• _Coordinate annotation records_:
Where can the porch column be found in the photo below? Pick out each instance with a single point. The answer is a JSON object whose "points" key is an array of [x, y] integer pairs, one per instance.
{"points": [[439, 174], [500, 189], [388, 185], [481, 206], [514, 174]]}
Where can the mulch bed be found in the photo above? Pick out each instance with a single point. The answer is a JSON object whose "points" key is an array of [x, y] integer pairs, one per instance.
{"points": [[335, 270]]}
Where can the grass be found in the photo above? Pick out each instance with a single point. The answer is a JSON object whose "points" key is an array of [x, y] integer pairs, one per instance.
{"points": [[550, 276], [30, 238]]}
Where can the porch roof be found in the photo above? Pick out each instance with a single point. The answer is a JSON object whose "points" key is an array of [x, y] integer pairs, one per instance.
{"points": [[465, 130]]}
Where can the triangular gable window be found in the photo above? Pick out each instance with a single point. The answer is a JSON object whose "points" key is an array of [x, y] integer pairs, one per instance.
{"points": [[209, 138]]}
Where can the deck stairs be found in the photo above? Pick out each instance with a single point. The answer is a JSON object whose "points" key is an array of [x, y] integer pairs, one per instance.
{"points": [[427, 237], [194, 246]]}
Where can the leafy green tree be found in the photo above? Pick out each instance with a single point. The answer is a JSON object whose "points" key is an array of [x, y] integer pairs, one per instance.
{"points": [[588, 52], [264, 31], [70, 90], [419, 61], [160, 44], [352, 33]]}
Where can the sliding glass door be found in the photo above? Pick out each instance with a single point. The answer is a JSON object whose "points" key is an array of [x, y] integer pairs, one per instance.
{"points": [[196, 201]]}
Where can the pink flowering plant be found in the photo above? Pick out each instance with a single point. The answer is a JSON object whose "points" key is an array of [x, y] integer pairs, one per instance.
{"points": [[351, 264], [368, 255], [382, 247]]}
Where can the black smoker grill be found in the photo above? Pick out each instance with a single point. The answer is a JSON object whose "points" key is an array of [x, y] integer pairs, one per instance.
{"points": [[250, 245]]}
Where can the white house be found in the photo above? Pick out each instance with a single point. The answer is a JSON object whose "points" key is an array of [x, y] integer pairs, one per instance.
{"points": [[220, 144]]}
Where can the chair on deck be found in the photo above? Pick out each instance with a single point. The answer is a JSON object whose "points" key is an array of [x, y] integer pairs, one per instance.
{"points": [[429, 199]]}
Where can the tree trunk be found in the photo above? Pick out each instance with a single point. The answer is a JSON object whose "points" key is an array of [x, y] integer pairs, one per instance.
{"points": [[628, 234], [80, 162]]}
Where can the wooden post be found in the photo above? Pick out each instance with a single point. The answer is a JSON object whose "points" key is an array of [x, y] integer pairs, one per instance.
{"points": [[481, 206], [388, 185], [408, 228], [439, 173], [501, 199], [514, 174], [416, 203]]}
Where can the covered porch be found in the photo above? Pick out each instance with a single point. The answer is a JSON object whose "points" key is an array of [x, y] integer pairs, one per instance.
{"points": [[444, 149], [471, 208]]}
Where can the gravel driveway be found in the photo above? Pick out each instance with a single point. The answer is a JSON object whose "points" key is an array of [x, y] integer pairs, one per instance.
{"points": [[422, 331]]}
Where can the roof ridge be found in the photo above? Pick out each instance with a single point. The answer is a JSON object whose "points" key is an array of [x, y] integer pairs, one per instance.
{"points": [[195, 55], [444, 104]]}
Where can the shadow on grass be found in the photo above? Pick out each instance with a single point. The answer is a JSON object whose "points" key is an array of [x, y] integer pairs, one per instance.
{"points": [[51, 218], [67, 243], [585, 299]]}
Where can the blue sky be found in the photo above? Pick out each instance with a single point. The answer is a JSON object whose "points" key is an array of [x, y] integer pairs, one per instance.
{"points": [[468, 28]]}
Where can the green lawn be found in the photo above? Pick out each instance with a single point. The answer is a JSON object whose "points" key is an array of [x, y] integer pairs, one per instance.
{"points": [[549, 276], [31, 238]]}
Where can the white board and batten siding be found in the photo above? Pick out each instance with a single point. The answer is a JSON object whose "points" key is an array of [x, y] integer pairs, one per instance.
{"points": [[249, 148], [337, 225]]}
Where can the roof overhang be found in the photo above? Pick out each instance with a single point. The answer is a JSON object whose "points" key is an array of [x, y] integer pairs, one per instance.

• _DESCRIPTION OF THE TASK_:
Reproduce every line of the data above verbatim, changing nothing.

• _OUTPUT OF THE TASK_:
Where can the porch column be found in the photo below? Pick out each instance with a single point. The answer is a JSON object whose "points" key is an array of [x, y] integer pairs, one per instance.
{"points": [[439, 174], [500, 189], [388, 185], [481, 206], [514, 174]]}
Where can the mulch bed be found in the photo above? Pick out each instance with a single point. The answer is a JSON object whose "points" key is an array of [x, y] integer pairs, one per instance.
{"points": [[335, 270]]}
Where can the grass be found in the photo above? Pick out each instance with a single point. The answer is a JSON object whose "points" key is an array of [x, y] integer pairs, one per instance.
{"points": [[550, 276], [30, 238]]}
Where can the porch roof be found in the photo above? Pick out each instance with a single point. The answer is a JSON object whose "points" key is an array of [x, y] integer pairs, one per instance.
{"points": [[465, 130]]}
Where can the triangular gable window be found in the photo above? Pick out each instance with a single point. The answer is a JSON object whose "points" key is an array of [x, y] integer pairs, one per instance.
{"points": [[209, 138]]}
Where can the deck stairs be found in the photo above? Pick out each instance with a single point. The answer is a JSON object whose "points" key is an array of [x, y] integer pairs, one per instance.
{"points": [[427, 237], [194, 246]]}
Where can the leafy green tree be found in the photo above? Pick out each instance with a single point. The answer is a JSON object whose "points" key is an array of [x, y] integer pairs, one per instance.
{"points": [[588, 52], [264, 31], [70, 90], [419, 61], [160, 44], [352, 33]]}
Where can the sliding glass door be found in the photo above? Pick out each instance with a single point. The answer is a JSON object whose "points" key is an array of [x, y] integer pairs, one per instance.
{"points": [[196, 201]]}
Where can the pink flowering plant be found in the photo above? Pick out each instance with a single point. The answer is a JSON object whose "points" key is an array of [x, y] integer pairs, one per instance.
{"points": [[351, 264], [368, 255], [382, 247]]}
Where can the black smoker grill be found in the photo above? Pick out each instance with a single point. The answer is a JSON object whose "points" key is an array of [x, y] integer pairs, one per instance.
{"points": [[250, 245]]}
Where can the white house be found in the photo above? Pick out each instance with a single point. The answer is a JSON object whose "points" key is an array of [x, y] integer pairs, one per instance.
{"points": [[220, 144]]}
Where can the chair on deck be found in the photo above? Pick out each instance with a single point. The answer is a JSON object whose "points" key is an array of [x, y] integer pairs, one per instance.
{"points": [[429, 199]]}
Where can the tree trunk be found in the photo above? Pick out each instance with a single point. The answer is a JSON object whose "points" key is an array of [x, y] integer pairs, one per instance.
{"points": [[628, 234], [80, 162]]}
Where can the wooden post be found in the photo above? Pick out each instance with a single point. The answer is a JSON object whose "points" key is an array of [x, y] integer pairs, one per instance.
{"points": [[481, 206], [388, 185], [408, 228], [439, 173], [501, 199], [514, 174], [416, 203]]}
Where can the covered porch be found in the photo above? Pick out each instance with a single point. The answer is a JSON object whose "points" key is an array of [x, y] integer pairs, one per instance.
{"points": [[444, 149], [471, 208]]}
Where can the gravel driveway be found in the photo above? Pick out each instance with a single point. The answer is a JSON object whose "points" key is an array of [x, y] integer pairs, one per instance.
{"points": [[422, 331]]}
Where can the roof ridge be found in the photo above? Pick out each instance with a single point. The answer is a JSON object whose "points" key is an array of [x, y] integer pairs, one per instance.
{"points": [[195, 55], [444, 104]]}
Where can the shadow on grass be found in the photo above? Pick out each instance with a single point. The answer is a JSON object whose "points" key is an array of [x, y] integer pairs, one per instance.
{"points": [[51, 218], [67, 243], [585, 299]]}
Where can the blue sky be found in the photo above? Pick out each instance with a single point. The answer is a JSON object whose "points" key is an array of [x, y] integer pairs, one per instance.
{"points": [[468, 28]]}
Where can the green lawn be found in the photo above? Pick out each instance with a single point. The answer is a JSON object whose "points" key is an array of [x, y] integer pairs, one per instance.
{"points": [[549, 276], [31, 238]]}
Where can the white board and batten siding be found in the photo above? Pick out each instance with a single point. The answer is a JSON object whose "points" key is an array of [x, y] integer pairs, one per instance.
{"points": [[249, 148], [337, 225]]}
Where can the roof overhang be found in the photo above? Pick out each instance with a single point. The answer is a JSON object whose "points" key is an array of [x, y] integer pairs, one per instance.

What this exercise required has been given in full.